#### [TASK GOAL]
Below are records; reproduce exactly the lines from the one containing "[trace] red hand fan" through the end, both included, and only those.
## Begin SUPPLIED DATA
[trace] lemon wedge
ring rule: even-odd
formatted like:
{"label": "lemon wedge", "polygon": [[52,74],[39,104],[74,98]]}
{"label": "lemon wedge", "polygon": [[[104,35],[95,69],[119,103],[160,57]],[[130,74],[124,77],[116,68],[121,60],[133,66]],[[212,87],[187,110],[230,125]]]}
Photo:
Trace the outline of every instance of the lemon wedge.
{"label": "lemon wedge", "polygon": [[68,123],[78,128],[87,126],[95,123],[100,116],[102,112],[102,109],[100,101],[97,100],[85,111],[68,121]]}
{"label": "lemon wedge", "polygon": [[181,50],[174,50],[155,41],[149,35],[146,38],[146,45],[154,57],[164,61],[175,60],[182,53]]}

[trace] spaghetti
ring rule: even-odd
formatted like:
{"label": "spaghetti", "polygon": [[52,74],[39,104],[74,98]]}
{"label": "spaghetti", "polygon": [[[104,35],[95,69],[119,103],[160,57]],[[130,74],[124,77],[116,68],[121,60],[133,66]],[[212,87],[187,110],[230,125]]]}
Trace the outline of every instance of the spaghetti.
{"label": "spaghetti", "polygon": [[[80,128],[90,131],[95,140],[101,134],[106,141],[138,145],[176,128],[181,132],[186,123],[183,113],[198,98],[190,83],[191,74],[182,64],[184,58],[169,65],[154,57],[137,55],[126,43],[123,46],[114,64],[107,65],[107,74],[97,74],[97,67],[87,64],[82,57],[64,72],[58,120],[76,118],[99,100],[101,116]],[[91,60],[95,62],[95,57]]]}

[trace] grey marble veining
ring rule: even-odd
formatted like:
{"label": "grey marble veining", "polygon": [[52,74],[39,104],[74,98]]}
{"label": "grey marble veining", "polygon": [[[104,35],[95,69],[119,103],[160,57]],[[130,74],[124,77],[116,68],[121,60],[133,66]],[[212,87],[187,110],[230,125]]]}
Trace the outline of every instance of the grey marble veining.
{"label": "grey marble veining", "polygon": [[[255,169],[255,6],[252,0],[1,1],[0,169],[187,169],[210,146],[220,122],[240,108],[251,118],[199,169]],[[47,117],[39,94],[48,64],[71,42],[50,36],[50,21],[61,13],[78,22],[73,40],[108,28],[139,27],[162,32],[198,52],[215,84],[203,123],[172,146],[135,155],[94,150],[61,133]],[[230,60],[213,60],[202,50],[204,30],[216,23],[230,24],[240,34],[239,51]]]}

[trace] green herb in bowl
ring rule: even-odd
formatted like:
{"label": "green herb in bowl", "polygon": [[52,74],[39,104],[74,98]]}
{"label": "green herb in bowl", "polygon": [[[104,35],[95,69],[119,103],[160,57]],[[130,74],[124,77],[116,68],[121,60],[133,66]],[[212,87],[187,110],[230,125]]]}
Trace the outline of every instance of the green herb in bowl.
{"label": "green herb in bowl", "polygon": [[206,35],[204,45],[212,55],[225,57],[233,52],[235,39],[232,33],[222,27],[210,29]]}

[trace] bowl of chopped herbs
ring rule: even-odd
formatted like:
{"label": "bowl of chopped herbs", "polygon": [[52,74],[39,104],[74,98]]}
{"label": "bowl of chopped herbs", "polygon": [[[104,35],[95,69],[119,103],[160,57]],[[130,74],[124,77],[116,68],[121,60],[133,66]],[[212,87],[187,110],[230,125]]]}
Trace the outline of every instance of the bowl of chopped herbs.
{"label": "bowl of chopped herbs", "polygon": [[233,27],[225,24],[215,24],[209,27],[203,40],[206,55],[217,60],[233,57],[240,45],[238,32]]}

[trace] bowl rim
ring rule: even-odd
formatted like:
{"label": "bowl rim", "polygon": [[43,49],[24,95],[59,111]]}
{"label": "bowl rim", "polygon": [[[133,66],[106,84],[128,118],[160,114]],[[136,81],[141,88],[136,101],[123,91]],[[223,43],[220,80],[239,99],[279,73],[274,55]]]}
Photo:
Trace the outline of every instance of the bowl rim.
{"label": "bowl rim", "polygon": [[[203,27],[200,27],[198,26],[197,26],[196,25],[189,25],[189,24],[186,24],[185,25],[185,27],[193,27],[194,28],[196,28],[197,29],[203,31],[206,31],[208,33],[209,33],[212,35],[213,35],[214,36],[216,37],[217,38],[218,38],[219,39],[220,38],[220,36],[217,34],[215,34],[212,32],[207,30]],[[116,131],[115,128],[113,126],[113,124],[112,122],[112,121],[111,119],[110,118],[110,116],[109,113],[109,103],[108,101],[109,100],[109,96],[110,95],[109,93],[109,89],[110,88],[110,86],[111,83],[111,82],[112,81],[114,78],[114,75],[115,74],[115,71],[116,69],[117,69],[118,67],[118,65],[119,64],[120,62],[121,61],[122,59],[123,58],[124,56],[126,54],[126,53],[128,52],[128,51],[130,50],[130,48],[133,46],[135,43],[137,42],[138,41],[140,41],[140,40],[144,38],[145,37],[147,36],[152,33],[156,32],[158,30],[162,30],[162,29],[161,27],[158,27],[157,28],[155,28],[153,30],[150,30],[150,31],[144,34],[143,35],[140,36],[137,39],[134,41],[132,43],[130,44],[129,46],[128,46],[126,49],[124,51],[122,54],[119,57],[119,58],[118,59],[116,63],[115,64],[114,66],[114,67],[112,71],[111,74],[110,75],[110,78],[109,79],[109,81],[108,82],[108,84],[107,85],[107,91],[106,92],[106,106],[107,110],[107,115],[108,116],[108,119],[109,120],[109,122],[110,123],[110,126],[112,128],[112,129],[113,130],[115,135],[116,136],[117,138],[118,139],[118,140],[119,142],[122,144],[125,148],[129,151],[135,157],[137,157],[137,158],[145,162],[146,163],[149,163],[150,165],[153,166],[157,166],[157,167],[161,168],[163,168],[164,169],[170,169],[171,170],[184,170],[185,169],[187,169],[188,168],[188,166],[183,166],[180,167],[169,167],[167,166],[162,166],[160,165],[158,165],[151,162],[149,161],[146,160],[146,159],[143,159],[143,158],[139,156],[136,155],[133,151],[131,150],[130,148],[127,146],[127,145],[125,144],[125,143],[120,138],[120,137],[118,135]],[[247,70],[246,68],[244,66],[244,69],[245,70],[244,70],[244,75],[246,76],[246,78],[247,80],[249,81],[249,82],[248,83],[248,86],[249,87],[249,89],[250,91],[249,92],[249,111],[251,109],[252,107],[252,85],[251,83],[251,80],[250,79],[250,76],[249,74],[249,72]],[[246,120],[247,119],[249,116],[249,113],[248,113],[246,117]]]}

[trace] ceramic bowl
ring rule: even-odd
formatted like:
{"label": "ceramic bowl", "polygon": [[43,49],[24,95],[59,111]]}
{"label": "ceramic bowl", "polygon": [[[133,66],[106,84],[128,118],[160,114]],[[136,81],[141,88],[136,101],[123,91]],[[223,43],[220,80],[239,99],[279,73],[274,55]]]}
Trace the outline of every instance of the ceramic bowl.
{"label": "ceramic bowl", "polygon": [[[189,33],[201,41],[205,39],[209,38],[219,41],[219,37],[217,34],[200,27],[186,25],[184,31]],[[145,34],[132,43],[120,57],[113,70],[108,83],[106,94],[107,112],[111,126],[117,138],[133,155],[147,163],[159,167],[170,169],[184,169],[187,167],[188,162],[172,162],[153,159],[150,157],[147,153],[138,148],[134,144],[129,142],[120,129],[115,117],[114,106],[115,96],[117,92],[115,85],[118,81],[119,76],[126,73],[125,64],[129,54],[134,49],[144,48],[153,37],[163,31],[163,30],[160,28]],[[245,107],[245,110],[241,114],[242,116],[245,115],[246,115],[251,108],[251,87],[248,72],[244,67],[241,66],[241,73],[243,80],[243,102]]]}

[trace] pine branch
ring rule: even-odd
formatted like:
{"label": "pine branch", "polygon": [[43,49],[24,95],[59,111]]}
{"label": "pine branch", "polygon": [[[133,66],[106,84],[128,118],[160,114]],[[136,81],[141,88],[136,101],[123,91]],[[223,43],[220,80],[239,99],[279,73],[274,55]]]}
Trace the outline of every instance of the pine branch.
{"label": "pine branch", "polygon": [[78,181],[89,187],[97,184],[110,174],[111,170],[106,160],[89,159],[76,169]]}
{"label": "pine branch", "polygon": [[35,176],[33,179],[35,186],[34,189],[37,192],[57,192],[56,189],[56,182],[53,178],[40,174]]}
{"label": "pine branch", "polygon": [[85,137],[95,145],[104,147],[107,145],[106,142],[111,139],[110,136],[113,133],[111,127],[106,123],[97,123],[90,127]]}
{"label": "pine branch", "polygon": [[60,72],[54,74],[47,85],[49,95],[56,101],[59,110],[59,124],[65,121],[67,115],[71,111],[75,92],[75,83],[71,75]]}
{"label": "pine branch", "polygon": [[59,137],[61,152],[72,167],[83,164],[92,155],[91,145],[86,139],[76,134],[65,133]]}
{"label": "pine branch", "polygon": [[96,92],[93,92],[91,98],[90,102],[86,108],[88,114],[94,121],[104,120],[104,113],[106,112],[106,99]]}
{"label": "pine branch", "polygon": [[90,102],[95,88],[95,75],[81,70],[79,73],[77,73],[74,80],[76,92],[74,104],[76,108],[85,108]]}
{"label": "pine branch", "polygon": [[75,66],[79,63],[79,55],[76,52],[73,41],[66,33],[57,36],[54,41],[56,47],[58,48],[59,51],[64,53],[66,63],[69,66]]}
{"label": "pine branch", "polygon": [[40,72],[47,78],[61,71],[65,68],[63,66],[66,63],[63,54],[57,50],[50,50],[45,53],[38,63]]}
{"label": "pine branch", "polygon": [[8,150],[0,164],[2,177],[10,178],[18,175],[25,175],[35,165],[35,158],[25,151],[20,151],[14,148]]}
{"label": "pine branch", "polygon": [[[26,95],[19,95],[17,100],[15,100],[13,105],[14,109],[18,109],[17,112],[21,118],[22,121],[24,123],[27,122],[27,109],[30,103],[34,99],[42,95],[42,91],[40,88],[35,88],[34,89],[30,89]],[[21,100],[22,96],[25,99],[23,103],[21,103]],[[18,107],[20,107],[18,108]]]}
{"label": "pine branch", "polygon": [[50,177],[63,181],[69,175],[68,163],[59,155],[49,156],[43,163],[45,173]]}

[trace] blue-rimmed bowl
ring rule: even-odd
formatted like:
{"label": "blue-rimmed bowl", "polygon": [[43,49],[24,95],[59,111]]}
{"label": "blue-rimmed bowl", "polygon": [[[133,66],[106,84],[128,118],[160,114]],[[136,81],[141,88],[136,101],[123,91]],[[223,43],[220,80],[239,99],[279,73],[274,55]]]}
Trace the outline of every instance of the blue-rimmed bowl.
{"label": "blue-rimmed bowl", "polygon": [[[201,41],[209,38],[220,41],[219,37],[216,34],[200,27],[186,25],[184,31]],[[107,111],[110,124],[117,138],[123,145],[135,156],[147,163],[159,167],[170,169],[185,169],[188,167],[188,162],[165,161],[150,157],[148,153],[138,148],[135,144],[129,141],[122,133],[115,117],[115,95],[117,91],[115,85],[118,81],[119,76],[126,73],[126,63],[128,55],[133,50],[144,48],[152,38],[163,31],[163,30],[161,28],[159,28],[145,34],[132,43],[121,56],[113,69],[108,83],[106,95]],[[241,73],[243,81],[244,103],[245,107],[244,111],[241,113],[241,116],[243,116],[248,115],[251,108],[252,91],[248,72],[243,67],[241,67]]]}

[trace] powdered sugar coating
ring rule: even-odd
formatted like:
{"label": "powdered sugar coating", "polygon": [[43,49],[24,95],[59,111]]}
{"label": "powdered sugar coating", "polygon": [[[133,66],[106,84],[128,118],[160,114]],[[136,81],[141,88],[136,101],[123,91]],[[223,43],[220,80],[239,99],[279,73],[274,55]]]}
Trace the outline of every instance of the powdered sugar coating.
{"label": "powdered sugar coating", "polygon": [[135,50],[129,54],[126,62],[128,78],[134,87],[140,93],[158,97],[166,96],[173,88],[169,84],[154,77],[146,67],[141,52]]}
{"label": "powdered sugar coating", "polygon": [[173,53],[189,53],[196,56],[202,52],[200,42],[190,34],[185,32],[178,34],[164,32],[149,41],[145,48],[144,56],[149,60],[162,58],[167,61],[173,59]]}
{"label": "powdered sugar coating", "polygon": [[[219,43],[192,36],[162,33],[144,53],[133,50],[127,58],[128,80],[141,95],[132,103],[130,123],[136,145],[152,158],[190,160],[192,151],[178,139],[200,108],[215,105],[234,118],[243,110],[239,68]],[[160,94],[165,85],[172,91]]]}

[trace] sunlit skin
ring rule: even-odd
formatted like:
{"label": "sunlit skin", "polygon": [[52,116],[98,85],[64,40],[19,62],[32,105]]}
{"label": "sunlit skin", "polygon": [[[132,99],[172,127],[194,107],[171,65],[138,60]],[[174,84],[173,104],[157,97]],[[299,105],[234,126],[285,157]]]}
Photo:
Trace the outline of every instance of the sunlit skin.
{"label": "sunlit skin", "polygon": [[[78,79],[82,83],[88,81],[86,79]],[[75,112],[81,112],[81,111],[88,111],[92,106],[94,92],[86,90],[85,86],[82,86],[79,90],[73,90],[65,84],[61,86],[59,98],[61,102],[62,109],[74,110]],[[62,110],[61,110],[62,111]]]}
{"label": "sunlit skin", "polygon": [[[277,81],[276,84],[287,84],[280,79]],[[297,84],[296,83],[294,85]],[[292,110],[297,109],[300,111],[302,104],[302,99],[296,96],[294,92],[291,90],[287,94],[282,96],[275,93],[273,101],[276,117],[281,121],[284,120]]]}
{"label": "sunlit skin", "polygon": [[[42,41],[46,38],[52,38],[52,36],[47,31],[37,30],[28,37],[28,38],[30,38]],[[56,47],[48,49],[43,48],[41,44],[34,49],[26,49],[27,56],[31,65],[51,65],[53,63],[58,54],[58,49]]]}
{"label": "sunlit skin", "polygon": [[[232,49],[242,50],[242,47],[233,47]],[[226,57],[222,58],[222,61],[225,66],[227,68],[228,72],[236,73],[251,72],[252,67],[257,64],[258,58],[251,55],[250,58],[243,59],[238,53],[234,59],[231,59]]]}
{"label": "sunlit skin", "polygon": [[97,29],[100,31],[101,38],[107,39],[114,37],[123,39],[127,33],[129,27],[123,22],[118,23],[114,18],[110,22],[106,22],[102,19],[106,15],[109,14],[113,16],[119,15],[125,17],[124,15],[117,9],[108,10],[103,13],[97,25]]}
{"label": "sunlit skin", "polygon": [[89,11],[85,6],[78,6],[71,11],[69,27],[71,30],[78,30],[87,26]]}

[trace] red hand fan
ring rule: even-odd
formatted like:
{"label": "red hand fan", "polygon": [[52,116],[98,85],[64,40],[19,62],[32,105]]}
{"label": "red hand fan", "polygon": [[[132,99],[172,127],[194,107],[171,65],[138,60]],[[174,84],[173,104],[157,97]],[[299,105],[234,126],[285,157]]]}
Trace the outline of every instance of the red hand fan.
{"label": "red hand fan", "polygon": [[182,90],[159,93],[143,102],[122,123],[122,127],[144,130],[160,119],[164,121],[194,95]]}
## End SUPPLIED DATA
#### [OUTPUT OF THE EXERCISE]
[trace] red hand fan
ring rule: even-odd
formatted like:
{"label": "red hand fan", "polygon": [[52,116],[98,85],[64,40],[19,62],[32,105]]}
{"label": "red hand fan", "polygon": [[[132,99],[172,127],[194,107],[171,65],[138,60]],[[174,84],[173,104],[157,97]],[[299,105],[234,126],[285,157]]]}
Trace the outline of every instance of the red hand fan.
{"label": "red hand fan", "polygon": [[182,90],[159,93],[143,102],[122,123],[122,127],[144,130],[160,119],[164,121],[194,95]]}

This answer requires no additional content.